● TASK PROMPT:
Rename "positive clicks" to "foreground clicks" throughout the material below and change nothing else. Leave the pictures out of your answer.

SOURCE DATA START

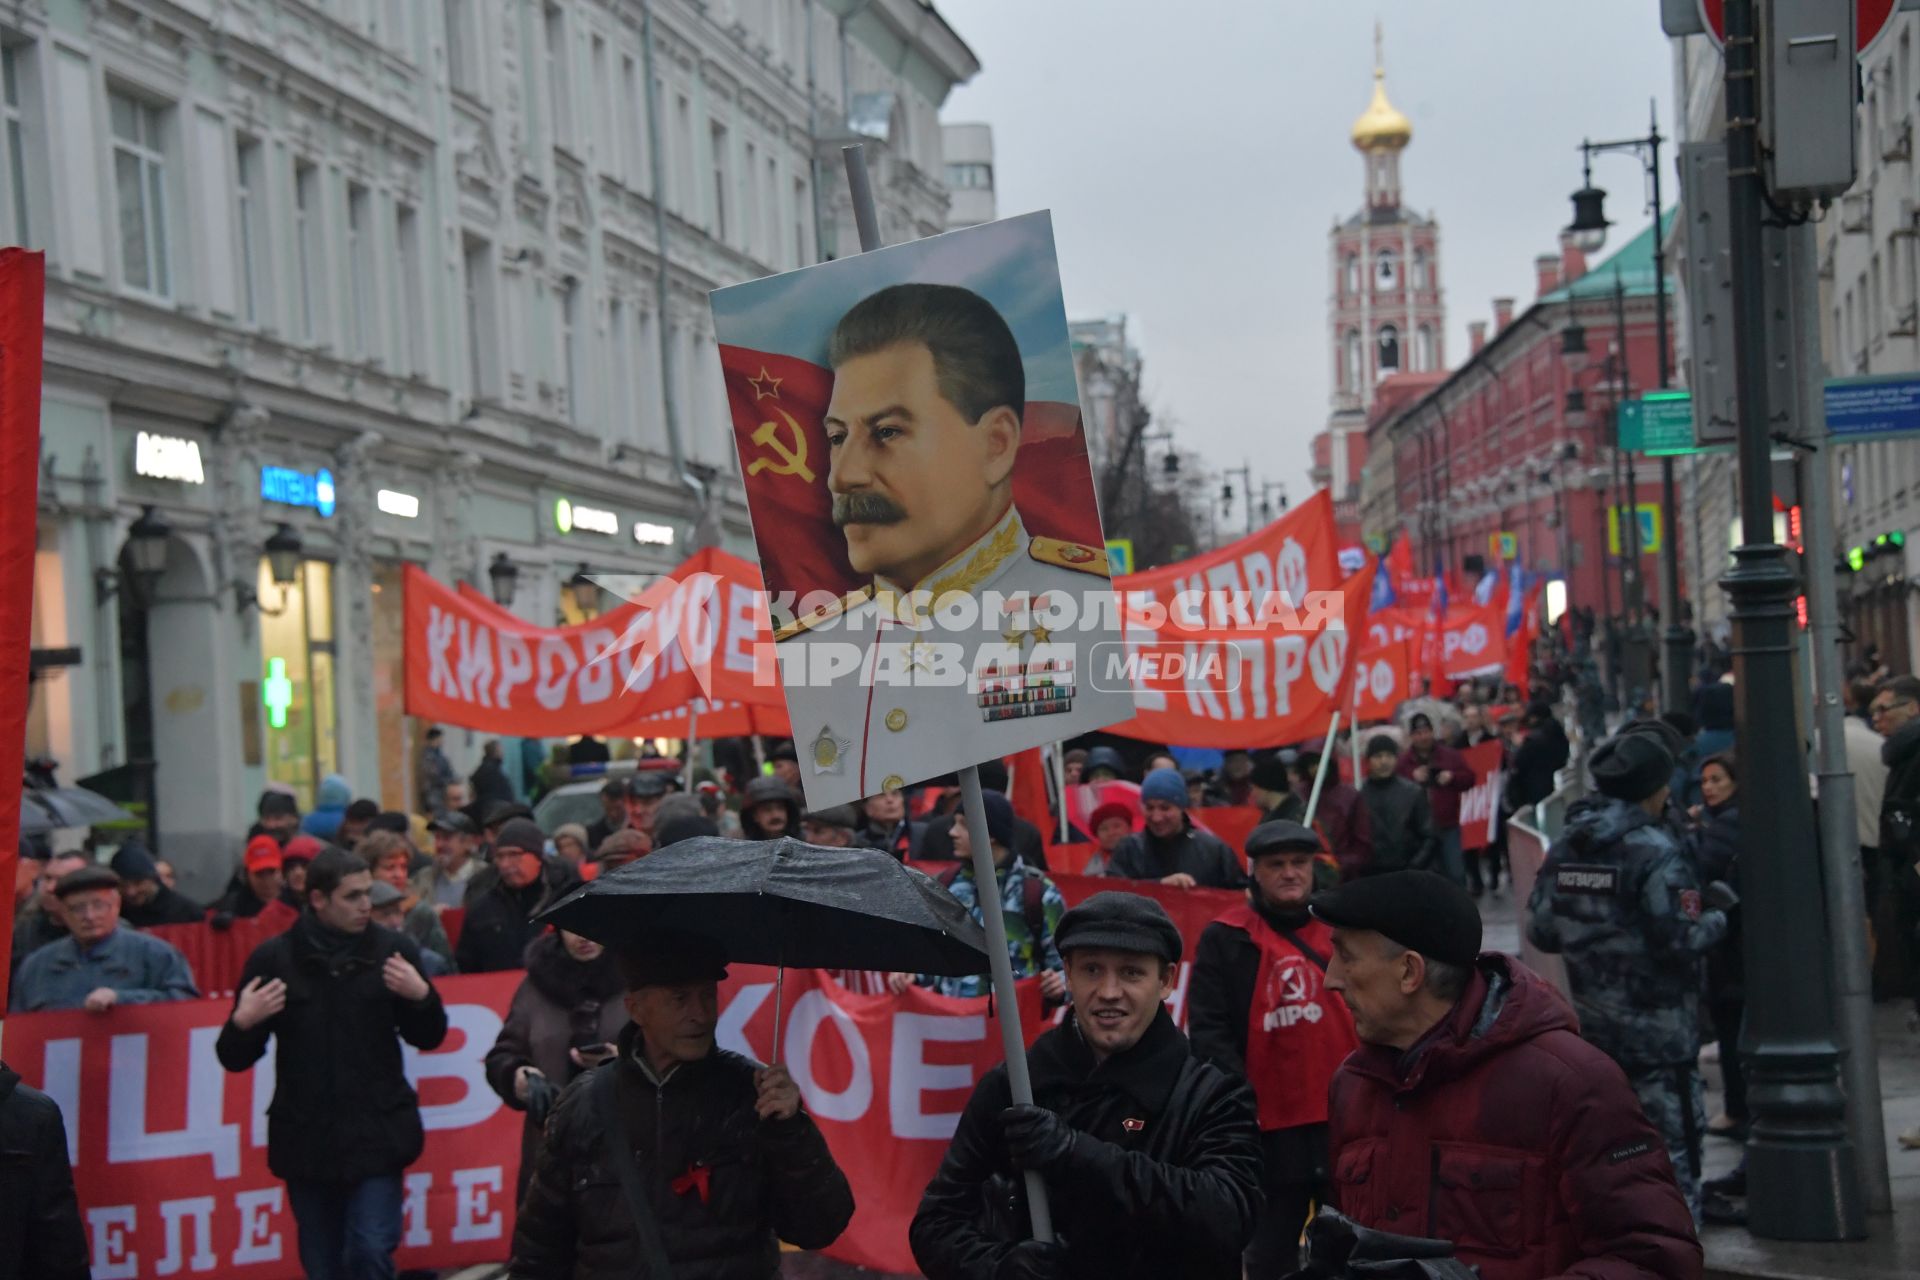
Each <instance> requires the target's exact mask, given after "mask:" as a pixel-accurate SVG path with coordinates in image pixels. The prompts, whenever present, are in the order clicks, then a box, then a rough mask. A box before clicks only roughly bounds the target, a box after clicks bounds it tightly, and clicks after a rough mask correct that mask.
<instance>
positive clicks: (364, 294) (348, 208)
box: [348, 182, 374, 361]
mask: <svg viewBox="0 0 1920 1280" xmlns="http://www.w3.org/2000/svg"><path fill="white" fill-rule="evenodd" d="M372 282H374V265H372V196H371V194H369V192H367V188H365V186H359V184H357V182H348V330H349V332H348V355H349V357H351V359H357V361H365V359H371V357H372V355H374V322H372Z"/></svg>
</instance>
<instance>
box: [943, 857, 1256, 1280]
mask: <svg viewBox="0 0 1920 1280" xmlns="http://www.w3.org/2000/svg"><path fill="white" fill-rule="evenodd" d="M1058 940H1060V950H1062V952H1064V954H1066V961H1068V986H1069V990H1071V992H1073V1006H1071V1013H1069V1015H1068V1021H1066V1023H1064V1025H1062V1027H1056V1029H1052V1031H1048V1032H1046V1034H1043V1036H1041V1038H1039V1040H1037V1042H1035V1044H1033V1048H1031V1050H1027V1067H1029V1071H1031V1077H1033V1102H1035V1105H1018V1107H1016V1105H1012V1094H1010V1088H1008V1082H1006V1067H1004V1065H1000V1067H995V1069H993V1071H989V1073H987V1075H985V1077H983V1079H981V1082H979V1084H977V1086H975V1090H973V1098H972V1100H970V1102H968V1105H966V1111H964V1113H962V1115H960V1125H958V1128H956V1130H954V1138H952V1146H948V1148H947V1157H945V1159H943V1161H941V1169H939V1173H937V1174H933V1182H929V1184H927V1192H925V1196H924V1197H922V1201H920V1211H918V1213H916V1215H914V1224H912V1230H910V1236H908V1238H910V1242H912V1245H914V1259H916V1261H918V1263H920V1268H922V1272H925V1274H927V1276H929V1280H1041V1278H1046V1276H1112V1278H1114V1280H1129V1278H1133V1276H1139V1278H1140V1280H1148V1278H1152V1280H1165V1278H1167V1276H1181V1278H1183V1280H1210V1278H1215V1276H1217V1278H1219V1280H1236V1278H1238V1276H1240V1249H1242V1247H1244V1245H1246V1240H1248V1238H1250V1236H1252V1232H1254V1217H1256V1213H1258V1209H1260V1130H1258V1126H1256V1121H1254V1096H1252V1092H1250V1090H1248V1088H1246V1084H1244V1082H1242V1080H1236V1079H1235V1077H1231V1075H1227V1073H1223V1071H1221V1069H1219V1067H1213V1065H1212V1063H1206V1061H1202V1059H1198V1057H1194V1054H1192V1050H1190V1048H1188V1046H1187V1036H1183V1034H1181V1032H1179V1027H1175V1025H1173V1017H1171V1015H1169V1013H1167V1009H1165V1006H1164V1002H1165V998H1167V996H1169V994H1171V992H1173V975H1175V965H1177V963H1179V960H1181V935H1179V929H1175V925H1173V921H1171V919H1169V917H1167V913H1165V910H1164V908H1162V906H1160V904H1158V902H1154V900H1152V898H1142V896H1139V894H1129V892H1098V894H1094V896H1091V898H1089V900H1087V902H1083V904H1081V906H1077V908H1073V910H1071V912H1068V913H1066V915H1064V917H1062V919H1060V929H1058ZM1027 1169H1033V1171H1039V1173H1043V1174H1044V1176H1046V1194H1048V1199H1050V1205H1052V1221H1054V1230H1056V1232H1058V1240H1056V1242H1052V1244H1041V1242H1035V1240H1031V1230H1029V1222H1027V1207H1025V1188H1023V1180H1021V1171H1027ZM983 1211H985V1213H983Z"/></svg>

SOURCE DATA END

● ANSWER AREA:
Each <instance> requires the target's exact mask, given after "mask:" as a pixel-accurate SVG path with coordinates in image pixels. The prompts, whenever present, are in the order clicks, then a box, then a rough mask. A box before clicks only roughly bounds the target, a box after clicks bounds it tightly, and clicks after a rough mask correct that mask.
<instance>
foreground clicks: (364, 294) (348, 208)
box: [348, 182, 374, 361]
mask: <svg viewBox="0 0 1920 1280" xmlns="http://www.w3.org/2000/svg"><path fill="white" fill-rule="evenodd" d="M372 282H374V265H372V196H371V194H369V192H367V188H365V186H359V184H357V182H348V330H349V332H348V355H349V357H351V359H357V361H365V359H371V357H372V355H374V322H372Z"/></svg>
</instance>
<instance>
box: [943, 857, 1256, 1280]
mask: <svg viewBox="0 0 1920 1280" xmlns="http://www.w3.org/2000/svg"><path fill="white" fill-rule="evenodd" d="M1058 940H1060V950H1062V952H1064V954H1066V961H1068V986H1069V990H1071V992H1073V1006H1071V1013H1069V1015H1068V1021H1066V1023H1064V1025H1062V1027H1056V1029H1052V1031H1048V1032H1046V1034H1043V1036H1041V1038H1039V1040H1037V1042H1035V1044H1033V1048H1031V1050H1027V1067H1029V1071H1031V1077H1033V1102H1035V1105H1018V1107H1016V1105H1012V1094H1010V1088H1008V1082H1006V1067H1004V1065H1000V1067H995V1069H993V1071H989V1073H987V1075H985V1077H983V1079H981V1082H979V1084H977V1086H975V1090H973V1098H972V1100H970V1102H968V1105H966V1111H964V1113H962V1115H960V1125H958V1128H956V1130H954V1138H952V1146H948V1148H947V1157H945V1159H943V1161H941V1169H939V1173H937V1174H933V1182H929V1184H927V1192H925V1196H924V1197H922V1201H920V1211H918V1213H916V1215H914V1224H912V1230H910V1236H908V1238H910V1242H912V1245H914V1259H916V1261H918V1263H920V1268H922V1272H925V1274H927V1276H929V1280H1041V1278H1046V1276H1112V1278H1114V1280H1129V1278H1133V1276H1139V1278H1140V1280H1148V1278H1152V1280H1165V1278H1167V1276H1181V1278H1183V1280H1210V1278H1215V1276H1217V1278H1219V1280H1236V1278H1238V1276H1240V1249H1242V1247H1244V1245H1246V1240H1248V1238H1250V1236H1252V1232H1254V1217H1256V1213H1258V1209H1260V1130H1258V1126H1256V1121H1254V1096H1252V1092H1250V1090H1248V1088H1246V1084H1244V1082H1242V1080H1236V1079H1235V1077H1231V1075H1227V1073H1223V1071H1221V1069H1219V1067H1213V1065H1212V1063H1206V1061H1202V1059H1198V1057H1194V1054H1192V1050H1190V1048H1188V1046H1187V1036H1183V1034H1181V1032H1179V1027H1175V1025H1173V1017H1171V1015H1169V1013H1167V1009H1165V1006H1164V1002H1165V998H1167V996H1169V994H1171V992H1173V975H1175V965H1177V963H1179V960H1181V935H1179V929H1175V925H1173V921H1171V919H1169V917H1167V913H1165V910H1164V908H1162V906H1160V904H1158V902H1154V900H1152V898H1142V896H1139V894H1129V892H1098V894H1094V896H1091V898H1089V900H1087V902H1083V904H1081V906H1077V908H1073V910H1071V912H1068V913H1066V915H1064V917H1062V919H1060V929H1058ZM1027 1169H1033V1171H1039V1173H1043V1174H1044V1176H1046V1194H1048V1199H1050V1205H1052V1221H1054V1230H1056V1232H1058V1240H1056V1242H1052V1244H1041V1242H1035V1240H1031V1230H1029V1222H1027V1207H1025V1188H1023V1180H1021V1171H1027ZM983 1211H985V1213H983Z"/></svg>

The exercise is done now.